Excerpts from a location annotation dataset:

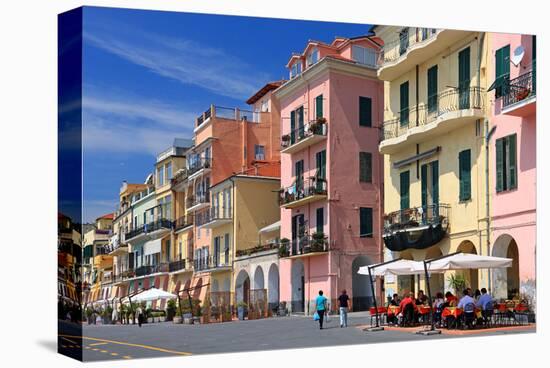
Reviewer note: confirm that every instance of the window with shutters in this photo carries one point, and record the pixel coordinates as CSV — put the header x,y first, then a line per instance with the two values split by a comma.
x,y
365,222
365,111
465,175
404,104
502,70
365,167
506,162
404,187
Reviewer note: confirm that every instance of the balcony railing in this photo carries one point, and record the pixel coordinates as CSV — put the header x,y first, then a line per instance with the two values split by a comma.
x,y
302,189
177,265
417,217
199,164
311,129
412,37
183,222
305,244
437,106
521,88
150,227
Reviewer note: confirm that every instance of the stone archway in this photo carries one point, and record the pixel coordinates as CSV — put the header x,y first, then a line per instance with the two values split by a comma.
x,y
361,285
273,287
242,287
297,281
471,276
505,281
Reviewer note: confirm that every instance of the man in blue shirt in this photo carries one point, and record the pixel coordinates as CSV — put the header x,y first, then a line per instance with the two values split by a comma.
x,y
320,307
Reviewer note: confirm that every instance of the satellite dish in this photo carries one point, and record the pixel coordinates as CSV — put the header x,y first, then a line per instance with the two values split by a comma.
x,y
519,52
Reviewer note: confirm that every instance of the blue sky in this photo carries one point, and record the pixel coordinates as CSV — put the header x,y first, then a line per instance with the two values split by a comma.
x,y
148,74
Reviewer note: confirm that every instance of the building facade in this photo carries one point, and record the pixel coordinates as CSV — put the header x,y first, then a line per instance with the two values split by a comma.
x,y
331,172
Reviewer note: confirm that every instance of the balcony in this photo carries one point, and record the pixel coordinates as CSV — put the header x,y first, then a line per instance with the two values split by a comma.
x,y
213,263
215,216
416,228
303,137
413,46
152,230
303,192
521,96
444,112
199,167
183,223
198,202
179,266
305,246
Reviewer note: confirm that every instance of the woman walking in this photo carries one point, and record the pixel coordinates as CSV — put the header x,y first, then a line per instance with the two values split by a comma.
x,y
320,307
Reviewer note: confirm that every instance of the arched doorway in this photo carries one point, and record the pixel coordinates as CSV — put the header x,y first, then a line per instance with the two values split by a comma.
x,y
259,278
298,286
471,276
273,287
361,285
506,280
437,280
242,287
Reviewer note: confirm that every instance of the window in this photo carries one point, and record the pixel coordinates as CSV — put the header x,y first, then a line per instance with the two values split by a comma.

**EXERCISE DESCRIPTION**: Please repeat all of the material above word for word, leaving the pictures out.

**TASK OUTPUT**:
Reviewer note: confirm that every instance of the window with shutters in this photo carries one point, and record the pixel coordinates as CSV — put the header x,y first, then a line per instance with the two values split by a comma.
x,y
365,222
365,111
465,175
404,104
502,70
365,167
506,162
404,187
Reviewer note: confirm that every instance of the balcony railing in this photo carries one point, and record the pixel coordinates as CSV — put the header x,y first, then a line per instance with the two values split by a comma.
x,y
302,189
177,265
417,217
199,164
311,129
412,37
183,222
305,244
437,106
521,88
150,227
Reviewer note: confirm that every instance of the stone archway in this photo carries one point, and record the pixel coordinates as CSV — put the header x,y first, then a line per instance with the two values split by a comma.
x,y
361,285
273,287
242,287
297,281
471,276
505,281
Reviewer note: confirm that every instance of the man in blue shirt in this photo carries one point, and record the pixel coordinates as CSV — put the header x,y first, then a line per instance with the two values split by a comma.
x,y
320,307
Reviewer note: confirm that every instance of the satellite dish in this photo carries one point, and record the pixel coordinates as CSV — put the header x,y first, then a line per instance with the two values split by a comma.
x,y
519,52
Reviewer note: confirm that every instance of the blue sky in this photo carries one point, and record the pixel coordinates as CSV — put the header x,y first, then a line per instance with the two values split by a comma.
x,y
148,74
Reviewer note: confirm that every instance of the building facade in this photo carries one point, and record the pixel coordinates as CSV — put the header x,y first, then a line per instance with the two values split by a comma.
x,y
331,172
Reviewer note: confirm that every instance of the balcony in this photo carries one point, and record the pixel coordinates as CSV — put the header x,y first, then a line per instance with the two values split by a comma.
x,y
213,263
215,216
416,228
303,137
413,46
152,230
303,192
521,96
444,112
199,167
183,223
198,202
179,266
305,246
Reviewer note: confirm that every instance of the woman walking in this photo carries one point, and record the pixel coordinates as CSV — put the header x,y first, then a line per instance with the two values split by a comma.
x,y
320,307
Reviewer note: confirm that every instance of the arched doorway in this photo carries one point, and record the pixel coordinates as CSV — put the header x,y first, then a line per instance with the two values split by a comma.
x,y
259,278
298,286
471,276
273,287
361,285
506,280
437,280
242,287
Reviewer note: confirm that every instance of the window in this photo carries one point, and record the pixel coordinates as CSV — put the header x,y first, then a line per instance with the two values split by a comma.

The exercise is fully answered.